THE REQUEST:
Pick out each line in the records below that contains the string "hand", and copy those lines in full. The match is case-sensitive.

━━ DATA EXCERPTS ━━

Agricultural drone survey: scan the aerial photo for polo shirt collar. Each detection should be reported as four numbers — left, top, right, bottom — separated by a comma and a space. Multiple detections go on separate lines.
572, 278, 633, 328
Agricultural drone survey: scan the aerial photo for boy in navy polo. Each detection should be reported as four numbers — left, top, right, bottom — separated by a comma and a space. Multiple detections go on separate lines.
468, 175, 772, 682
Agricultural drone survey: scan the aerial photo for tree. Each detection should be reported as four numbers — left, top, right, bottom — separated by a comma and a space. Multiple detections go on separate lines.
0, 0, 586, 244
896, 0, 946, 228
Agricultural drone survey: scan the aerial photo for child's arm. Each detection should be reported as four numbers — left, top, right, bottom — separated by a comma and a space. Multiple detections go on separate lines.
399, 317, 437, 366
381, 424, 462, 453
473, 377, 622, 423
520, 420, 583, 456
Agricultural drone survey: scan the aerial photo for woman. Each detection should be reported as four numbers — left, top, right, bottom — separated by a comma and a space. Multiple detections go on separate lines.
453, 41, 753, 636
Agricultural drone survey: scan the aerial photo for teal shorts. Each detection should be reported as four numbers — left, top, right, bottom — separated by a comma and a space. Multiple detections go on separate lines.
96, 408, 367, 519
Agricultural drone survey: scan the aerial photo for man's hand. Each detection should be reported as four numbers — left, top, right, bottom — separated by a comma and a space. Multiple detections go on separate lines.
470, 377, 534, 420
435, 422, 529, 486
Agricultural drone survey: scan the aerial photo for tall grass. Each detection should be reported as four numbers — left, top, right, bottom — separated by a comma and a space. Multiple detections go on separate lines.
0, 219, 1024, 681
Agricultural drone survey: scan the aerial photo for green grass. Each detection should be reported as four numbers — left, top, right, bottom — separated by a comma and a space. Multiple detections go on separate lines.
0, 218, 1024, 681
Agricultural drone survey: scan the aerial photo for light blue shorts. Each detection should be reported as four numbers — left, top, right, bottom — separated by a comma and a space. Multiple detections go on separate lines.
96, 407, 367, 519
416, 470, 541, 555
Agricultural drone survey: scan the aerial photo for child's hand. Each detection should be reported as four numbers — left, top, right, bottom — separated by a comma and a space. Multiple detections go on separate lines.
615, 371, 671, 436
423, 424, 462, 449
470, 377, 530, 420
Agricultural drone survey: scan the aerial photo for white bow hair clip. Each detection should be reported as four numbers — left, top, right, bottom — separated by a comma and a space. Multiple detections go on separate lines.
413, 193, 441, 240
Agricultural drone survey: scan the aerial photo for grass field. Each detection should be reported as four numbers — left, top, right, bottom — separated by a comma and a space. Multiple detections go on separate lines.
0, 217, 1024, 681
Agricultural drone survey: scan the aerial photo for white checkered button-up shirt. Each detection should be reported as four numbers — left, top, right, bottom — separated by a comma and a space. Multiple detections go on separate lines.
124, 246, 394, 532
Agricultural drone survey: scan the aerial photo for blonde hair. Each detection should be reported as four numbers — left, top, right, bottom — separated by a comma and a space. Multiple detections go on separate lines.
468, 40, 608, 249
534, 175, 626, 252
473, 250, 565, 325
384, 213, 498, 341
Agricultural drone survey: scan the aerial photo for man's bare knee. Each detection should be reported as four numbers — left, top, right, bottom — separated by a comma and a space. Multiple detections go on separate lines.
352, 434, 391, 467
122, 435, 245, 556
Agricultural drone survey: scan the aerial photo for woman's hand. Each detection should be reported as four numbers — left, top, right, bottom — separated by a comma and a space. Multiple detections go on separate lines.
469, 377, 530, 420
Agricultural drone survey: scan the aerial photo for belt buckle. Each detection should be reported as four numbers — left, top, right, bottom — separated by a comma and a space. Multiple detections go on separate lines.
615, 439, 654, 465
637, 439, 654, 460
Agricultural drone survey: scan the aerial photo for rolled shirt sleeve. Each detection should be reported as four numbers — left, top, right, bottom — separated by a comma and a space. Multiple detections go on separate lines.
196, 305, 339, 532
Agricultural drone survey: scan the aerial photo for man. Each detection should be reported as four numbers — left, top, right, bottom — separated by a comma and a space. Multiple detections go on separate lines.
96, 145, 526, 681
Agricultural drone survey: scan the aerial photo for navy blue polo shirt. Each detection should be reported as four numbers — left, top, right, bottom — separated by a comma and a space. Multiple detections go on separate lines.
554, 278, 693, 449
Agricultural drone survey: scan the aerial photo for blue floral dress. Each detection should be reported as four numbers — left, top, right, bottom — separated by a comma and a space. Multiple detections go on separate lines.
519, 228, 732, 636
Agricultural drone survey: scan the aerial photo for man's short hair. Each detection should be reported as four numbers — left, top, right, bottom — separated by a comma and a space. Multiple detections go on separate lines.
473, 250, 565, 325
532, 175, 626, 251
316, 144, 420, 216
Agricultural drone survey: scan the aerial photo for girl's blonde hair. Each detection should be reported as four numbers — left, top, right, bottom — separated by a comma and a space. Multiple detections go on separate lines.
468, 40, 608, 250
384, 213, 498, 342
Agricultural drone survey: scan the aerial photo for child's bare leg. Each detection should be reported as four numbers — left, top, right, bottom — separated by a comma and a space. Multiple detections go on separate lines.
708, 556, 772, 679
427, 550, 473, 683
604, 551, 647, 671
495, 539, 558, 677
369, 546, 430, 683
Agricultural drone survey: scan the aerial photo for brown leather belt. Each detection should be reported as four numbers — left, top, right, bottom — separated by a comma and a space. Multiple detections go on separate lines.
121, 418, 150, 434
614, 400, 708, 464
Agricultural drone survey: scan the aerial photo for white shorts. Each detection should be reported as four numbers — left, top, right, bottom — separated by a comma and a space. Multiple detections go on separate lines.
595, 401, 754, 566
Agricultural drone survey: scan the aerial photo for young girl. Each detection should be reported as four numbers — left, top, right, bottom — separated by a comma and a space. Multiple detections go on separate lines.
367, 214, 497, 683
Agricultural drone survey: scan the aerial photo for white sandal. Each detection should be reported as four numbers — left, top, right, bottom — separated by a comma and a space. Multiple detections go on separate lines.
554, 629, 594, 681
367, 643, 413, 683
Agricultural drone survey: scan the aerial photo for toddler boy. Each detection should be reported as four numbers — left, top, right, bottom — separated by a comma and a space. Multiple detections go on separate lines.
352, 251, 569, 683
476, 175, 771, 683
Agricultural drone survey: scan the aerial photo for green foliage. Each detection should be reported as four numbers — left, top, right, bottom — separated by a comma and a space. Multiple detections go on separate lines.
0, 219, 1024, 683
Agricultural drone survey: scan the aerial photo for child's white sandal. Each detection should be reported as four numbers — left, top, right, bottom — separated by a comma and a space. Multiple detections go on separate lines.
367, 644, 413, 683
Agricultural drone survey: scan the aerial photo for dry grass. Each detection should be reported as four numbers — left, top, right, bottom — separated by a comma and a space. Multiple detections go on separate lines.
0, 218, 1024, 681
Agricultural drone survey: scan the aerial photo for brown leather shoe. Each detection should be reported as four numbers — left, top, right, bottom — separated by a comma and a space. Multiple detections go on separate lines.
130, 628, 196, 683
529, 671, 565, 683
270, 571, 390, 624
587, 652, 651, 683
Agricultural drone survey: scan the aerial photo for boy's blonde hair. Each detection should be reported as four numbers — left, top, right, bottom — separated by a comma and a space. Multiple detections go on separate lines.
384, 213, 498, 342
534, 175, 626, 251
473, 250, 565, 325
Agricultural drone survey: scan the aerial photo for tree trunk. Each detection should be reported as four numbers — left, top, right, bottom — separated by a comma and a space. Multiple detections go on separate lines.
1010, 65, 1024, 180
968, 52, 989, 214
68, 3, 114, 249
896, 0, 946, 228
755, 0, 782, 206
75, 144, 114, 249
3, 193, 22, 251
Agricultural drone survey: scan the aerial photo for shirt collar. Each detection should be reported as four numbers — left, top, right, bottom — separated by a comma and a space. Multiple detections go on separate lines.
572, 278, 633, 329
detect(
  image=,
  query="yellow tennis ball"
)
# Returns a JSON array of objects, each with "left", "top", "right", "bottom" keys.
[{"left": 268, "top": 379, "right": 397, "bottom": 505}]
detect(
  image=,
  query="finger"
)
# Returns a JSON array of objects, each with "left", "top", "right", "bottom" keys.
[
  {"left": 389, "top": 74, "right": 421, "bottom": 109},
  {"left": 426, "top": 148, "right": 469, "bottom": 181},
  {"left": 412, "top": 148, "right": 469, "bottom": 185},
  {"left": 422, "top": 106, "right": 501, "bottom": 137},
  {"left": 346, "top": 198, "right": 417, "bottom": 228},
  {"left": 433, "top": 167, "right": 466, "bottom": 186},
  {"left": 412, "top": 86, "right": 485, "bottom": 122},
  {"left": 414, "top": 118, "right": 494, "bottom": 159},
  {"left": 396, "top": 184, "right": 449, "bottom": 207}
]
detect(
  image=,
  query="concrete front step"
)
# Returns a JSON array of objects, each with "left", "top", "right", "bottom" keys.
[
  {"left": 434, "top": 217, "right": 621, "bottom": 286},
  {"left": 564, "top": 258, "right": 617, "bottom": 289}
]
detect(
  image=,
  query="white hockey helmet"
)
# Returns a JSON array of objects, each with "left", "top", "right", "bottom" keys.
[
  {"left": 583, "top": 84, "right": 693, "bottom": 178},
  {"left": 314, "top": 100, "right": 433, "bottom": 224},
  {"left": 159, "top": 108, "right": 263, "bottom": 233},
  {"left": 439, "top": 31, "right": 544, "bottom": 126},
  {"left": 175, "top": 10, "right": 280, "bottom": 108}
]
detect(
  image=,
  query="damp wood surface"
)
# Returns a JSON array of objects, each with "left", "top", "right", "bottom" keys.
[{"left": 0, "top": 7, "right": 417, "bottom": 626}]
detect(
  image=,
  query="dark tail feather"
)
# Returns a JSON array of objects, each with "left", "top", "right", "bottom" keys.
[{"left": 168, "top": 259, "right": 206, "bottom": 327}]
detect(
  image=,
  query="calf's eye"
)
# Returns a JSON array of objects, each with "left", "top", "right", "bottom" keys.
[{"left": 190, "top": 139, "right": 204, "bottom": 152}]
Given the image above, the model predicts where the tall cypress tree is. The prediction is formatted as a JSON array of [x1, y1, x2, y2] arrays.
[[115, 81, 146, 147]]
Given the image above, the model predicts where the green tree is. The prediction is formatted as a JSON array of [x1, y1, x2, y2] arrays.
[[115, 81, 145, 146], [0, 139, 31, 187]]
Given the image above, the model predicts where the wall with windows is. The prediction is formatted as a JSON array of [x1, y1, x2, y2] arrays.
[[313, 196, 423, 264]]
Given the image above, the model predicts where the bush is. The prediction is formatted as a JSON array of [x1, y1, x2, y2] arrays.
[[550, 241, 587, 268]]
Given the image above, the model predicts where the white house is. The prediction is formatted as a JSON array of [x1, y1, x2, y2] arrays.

━━━

RESULT OF THE EXERCISE:
Agricultural drone survey: scan the aerial photo for man's hand. Each detection should be reported as four numbers — left, top, right, bottom — separated by a comma and a space. Multiple detections go on separate lines.
Agricultural drone survey: scan the aerial photo for child's hand. Each detection should be reported as four numbers — left, top, right, bottom — separated by a comma and a space. Multiple detections go on separate lines.
Agricultural drone survey: scan the aerial photo for woman's hand. Each detection should be reported as four numbers — left, top, right, bottom — separated by a comma and a space. Multiple detections go on separate lines.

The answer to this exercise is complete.